◆ Wybrany fragment:
A to ja raczej o ciemniejszych, ta dwudziesta nie może być
''posttesarrowka'', za jasna.
--
pozdrawia Adam
różne takie tam: www.smialek.prv.pl
/porażka na maxa, żenua, polewka, a ja jestem kul-gostek, spox no i szacun!/
-
19. Data: 2010-07-15 11:10:47
Temat: Re: Wspolczucia kotleciarzom filmowym
Od: Jakub Jewuła <b...@s...com.pl>
Użytkownik "Roger from Cracow" <r...@s...pl> napisał w
wiadomości news:i1mk5s$il6$1@usenet.news.interia.pl...

◆ Zadania:
[1] Proszę przełożyć na język angielski następujące zdanie z wybranego fragmentu: „A to ja raczej o ciemniejszych, ta dwudziesta nie może być ''posttesarrowka'', za jasna.”
[2] Proszę wyjaśnić na podstawie wybranego fragmentu, dlaczego dwudziesta nie może być „posttesarrowka”.
Wiersze zamieszczone dalej pochodzą z innego źródła niż wybrany fragment.

Wiersze ze zbioru do oznaczania punktów:

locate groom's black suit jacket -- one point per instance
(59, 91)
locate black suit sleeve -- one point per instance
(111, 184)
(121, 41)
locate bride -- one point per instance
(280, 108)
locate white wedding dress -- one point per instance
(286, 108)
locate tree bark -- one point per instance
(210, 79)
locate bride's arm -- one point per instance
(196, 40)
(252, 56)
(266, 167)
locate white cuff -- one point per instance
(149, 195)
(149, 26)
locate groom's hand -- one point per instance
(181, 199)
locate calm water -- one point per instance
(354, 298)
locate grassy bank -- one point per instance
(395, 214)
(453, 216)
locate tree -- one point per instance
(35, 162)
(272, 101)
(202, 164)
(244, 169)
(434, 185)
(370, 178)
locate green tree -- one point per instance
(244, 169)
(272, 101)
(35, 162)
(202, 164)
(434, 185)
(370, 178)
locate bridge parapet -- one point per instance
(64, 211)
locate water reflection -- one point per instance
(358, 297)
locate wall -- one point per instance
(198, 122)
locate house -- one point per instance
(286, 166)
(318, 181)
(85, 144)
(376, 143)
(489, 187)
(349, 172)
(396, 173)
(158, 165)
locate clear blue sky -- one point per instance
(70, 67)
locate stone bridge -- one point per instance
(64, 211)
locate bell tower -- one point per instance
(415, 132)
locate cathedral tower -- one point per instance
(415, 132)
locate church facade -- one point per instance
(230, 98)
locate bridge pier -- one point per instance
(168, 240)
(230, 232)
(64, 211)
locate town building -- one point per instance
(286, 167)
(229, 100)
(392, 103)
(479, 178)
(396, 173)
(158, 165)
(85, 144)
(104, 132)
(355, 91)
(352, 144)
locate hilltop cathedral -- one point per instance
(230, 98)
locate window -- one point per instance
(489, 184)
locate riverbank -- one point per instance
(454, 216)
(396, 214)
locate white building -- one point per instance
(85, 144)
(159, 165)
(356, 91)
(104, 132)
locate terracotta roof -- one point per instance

◆ Rozwiązania po kolei:
[1] I meant the darker ones, rather; the twentieth one can't be a "posttesarrowka", it's too light.

[2] Dwudziesta nie może być „posttesarrowka”, ponieważ jest za jasna. We fragmencie zaznaczono, że chodzi raczej o ciemniejsze.